## [Exercise instructions]
A. According to the article on zero hour contracts in the spa industry, why do these contracts not give therapists financial stability? Answer in one to three sentences.
B. Reproduce the part of the article on zero hour contracts in the spa industry between "Another common problem" and "of the contract.", inclusive.
Text provided START
Zero Hour Contracts and the Spa Industry
What is a zero hour contract?
A zero hour contract is one whereby an employer employs staff to be available for work when the company requires it. For example: when the spa has busy periods like Christmas and Easter. The Therapist therefore receives no specific days or hours of work. The Therapist is almost ‘on-call’ so will need to be flexible as times of work will frequently change. In the spa industry these contracts are also sometimes known as ‘Bank work’.
Factors that have led to an increase in zero hour contracts
These types of contracts have shown a dramatic increase within recent years due to the flexibility that they provide to employees and employers.
In a struggling economy some spas and similar companies may have found that business has fluctuated more than usual even in customarily busy periods. With zero hour contracts it enables the employee to not be tied to employing therapists on a full time wage where the funds may not be as accessible to do so.
How zero hour contracts benefit the spa
First and foremost it means that the company is not obliged to offer the Therapist work which is extremely useful during quieter periods (generally January/February time). It is also very useful if there are sudden staff shortages for example sickness of staff or resignation. Even for planned staff shortage when annual leave is taken by other staff members zero hour contract staff can fill-in. Within the spa industry there are also usually frequent events and VIP occasions where more Therapists will be required to meet demand, therefore it enables the business to run to its full capacity.
Lastly zero hour contract employees are generally of less expense to the business than agency workers.
Positive factors of zero hour contacts to therapists:
The benefits to the Therapist allow them to almost ‘pick and choose’ when they wish to work. It is extremely convenient to staff who may have a family or second job as the hours can be more flexible. You as a Therapist, thus have every right to turn-down work if necessary.
It can also be a good way to gain enough experience within the spa industry to possibly secure a full time position. This is ideal for newly qualified therapists who have maybe completed the first part of their qualification for example NVQ2, and are now qualified to perform some treatments. The flexibility of the hours can be great for working around study and college time.
Although in some spa industries annual leave is accrued over time this will generally be a set amount after one year of employment.
Negative factors of zero hour contracts to therapists
The main downside of these contracts for employees is the unpredictability of the work. In other words a Therapist would not be able to rely on regular wages and commission as from one month to the next the hours can change. It does not therefore provide financial stability. Some spas may give you a regular rota for a period of time but then the employer has every right to change these hours to suit the needs of the business.
The same demands can work the other way, if you turn down any work for a period of time then the employer has every right to offer regular staff members work before yourself which can sometimes lead to bad feelings within a team of Therapists.
The unreliability of these contracts has become a huge debate as people feel their employee rights are not as stable and secure.
Another common problem with some zero hour contracts is where employees turn up to work expecting a full day’s work and pay, however if the spa suddenly becomes quiet the employee has every right to send you home with only the relevant hours worked paid to you.
Lastly, it can also be difficult to arrange childcare at such last minute requests and sick pay is often not included in the package. Within some zero hour contracts it does specify that if hours are frequently refused then disciplinary action may be taken along with termination of the contract.
Text provided END
Dataset content START
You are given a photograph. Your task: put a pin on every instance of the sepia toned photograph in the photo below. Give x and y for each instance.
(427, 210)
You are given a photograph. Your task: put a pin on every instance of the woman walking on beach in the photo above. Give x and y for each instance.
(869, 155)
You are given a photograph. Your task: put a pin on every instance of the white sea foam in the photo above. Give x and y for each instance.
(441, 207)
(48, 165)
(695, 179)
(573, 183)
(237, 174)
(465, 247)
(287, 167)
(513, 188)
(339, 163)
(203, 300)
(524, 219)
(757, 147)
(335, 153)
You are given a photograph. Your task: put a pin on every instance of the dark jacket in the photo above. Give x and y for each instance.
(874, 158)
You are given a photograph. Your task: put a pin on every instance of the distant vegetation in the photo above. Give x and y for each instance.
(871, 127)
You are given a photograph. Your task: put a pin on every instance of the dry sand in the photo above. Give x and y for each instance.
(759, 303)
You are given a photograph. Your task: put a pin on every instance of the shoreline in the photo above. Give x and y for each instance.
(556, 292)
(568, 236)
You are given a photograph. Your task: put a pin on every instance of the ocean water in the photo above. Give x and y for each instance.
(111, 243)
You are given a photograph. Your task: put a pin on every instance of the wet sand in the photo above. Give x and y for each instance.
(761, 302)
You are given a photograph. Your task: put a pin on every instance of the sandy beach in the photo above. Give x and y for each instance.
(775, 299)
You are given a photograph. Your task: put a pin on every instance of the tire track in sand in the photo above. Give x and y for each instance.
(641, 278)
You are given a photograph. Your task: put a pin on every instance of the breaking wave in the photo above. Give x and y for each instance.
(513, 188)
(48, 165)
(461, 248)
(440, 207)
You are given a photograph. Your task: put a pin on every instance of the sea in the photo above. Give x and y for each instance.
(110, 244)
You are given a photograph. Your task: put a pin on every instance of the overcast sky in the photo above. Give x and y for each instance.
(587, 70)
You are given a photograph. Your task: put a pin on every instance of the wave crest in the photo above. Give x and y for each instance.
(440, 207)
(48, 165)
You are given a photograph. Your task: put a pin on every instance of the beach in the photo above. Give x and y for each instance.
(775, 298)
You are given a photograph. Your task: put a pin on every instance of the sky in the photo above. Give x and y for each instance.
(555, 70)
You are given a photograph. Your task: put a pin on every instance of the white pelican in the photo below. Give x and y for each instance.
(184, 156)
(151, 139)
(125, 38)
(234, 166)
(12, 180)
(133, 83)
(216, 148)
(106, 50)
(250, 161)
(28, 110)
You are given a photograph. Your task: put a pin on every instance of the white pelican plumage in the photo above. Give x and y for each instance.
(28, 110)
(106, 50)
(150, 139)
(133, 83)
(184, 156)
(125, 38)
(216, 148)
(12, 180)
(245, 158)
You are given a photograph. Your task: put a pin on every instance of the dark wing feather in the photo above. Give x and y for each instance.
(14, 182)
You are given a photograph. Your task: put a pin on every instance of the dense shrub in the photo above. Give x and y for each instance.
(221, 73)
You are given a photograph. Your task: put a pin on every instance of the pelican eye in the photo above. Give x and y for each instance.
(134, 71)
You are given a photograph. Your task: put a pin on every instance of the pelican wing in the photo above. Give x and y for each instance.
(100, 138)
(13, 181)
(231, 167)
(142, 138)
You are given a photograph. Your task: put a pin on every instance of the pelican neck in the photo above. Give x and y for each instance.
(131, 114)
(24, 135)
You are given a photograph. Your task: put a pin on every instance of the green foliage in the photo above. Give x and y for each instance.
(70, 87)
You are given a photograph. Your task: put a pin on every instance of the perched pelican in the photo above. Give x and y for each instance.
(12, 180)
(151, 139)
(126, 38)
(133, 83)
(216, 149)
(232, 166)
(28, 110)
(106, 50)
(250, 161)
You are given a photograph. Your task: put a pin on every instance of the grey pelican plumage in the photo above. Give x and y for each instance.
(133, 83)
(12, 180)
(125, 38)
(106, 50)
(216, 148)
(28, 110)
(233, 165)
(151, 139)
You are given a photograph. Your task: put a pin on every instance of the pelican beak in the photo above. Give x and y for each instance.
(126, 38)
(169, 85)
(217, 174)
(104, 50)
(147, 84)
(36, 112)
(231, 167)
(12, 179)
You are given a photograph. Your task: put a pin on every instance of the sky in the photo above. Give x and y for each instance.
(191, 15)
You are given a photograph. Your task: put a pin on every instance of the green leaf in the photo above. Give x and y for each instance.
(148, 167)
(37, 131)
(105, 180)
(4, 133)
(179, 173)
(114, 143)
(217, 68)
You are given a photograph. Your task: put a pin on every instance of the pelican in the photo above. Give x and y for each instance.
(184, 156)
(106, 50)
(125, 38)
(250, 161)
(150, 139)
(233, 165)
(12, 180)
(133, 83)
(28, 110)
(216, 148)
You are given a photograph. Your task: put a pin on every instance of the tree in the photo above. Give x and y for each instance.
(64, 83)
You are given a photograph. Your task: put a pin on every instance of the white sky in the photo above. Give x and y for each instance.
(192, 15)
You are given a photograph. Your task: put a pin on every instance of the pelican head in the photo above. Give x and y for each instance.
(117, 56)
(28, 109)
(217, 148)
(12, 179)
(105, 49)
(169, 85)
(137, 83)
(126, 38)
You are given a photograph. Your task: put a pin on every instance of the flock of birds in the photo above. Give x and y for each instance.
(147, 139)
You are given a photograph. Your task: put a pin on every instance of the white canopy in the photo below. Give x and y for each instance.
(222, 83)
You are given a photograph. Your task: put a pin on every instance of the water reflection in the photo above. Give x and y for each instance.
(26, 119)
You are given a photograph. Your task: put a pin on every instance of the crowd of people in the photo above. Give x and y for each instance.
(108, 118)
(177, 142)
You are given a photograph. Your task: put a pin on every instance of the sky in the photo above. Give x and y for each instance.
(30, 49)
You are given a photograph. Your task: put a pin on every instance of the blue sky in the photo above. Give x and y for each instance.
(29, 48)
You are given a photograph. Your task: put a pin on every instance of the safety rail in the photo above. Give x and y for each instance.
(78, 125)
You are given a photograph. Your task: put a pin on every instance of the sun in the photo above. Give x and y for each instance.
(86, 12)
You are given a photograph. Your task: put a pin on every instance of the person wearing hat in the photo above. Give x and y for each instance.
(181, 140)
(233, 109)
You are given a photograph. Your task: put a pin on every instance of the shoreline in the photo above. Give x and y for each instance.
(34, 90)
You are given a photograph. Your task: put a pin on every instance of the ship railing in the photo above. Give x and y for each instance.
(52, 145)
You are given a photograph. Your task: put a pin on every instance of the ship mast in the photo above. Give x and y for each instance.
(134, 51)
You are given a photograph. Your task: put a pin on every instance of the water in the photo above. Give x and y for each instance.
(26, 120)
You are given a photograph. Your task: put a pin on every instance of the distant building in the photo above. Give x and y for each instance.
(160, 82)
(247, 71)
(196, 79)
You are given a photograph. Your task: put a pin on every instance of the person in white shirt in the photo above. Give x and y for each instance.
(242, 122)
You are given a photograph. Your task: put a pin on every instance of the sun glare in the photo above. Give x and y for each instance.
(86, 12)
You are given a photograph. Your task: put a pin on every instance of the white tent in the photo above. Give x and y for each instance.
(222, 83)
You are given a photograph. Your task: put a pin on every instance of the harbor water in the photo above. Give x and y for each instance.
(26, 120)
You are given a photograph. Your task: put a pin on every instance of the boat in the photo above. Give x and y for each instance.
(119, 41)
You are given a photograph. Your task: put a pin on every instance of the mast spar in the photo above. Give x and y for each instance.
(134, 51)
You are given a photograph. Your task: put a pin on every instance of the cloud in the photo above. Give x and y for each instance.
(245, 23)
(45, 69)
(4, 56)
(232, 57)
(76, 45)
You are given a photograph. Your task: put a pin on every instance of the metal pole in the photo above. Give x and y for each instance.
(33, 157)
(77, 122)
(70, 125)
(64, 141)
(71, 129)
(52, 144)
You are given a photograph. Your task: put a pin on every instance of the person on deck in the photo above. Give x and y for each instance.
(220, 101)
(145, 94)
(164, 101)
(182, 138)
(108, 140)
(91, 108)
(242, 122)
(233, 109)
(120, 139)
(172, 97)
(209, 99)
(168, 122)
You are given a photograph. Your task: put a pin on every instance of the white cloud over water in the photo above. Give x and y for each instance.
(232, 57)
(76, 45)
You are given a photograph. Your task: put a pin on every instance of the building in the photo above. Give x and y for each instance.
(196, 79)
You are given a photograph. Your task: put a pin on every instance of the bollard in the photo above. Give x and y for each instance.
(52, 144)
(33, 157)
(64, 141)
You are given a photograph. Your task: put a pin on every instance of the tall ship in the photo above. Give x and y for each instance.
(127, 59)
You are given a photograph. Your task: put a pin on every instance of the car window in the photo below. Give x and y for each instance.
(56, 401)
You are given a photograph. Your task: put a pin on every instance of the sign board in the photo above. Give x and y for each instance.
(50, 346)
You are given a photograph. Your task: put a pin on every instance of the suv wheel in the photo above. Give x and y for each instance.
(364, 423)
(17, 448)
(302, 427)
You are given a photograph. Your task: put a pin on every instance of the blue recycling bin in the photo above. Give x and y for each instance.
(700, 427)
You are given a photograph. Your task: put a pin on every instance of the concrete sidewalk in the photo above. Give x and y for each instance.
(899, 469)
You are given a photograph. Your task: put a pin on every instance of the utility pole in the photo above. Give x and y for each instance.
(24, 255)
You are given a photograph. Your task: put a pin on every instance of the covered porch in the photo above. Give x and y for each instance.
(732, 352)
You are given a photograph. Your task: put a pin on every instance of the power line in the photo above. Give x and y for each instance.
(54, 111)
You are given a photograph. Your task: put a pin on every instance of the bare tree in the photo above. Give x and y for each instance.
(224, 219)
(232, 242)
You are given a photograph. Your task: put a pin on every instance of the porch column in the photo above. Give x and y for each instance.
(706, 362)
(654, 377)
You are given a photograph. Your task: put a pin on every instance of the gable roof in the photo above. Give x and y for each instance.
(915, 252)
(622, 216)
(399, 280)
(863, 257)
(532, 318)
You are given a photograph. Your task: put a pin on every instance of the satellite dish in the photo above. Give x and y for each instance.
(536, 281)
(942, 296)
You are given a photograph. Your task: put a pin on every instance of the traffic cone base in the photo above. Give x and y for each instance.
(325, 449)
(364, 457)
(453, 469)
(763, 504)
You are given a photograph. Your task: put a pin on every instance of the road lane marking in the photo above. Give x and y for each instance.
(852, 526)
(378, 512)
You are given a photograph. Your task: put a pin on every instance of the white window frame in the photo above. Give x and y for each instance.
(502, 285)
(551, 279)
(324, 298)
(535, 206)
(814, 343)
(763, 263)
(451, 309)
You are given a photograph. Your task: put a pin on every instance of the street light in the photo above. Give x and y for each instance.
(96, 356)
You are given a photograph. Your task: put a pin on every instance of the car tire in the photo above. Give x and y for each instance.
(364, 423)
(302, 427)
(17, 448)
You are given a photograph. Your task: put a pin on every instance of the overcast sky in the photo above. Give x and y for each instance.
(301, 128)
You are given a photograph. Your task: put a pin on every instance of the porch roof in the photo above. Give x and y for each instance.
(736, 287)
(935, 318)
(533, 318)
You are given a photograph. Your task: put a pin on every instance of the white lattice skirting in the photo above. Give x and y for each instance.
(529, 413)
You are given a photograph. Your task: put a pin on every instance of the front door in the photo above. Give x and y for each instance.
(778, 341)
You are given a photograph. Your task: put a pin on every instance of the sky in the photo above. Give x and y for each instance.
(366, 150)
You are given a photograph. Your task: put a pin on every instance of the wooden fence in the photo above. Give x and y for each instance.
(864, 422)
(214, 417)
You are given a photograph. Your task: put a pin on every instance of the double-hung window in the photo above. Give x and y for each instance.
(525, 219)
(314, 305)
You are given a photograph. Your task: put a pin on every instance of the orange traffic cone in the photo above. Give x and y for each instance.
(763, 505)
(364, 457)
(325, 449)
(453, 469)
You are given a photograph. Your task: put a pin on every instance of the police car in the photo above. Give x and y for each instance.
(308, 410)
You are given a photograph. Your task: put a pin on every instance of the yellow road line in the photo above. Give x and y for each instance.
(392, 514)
Dataset content END
## [List of solutions]
A. The work is unpredictable because a therapist's hours can change from one month to the next. As a result, the therapist cannot rely on regular wages and commission.

B.
Another common problem with some zero hour contracts is where employees turn up to work expecting a full day’s work and pay, however if the spa suddenly becomes quiet the employee has every right to send you home with only the relevant hours worked paid to you.
Lastly, it can also be difficult to arrange childcare at such last minute requests and sick pay is often not included in the package. Within some zero hour contracts it does specify that if hours are frequently refused then disciplinary action may be taken along with termination of the contract.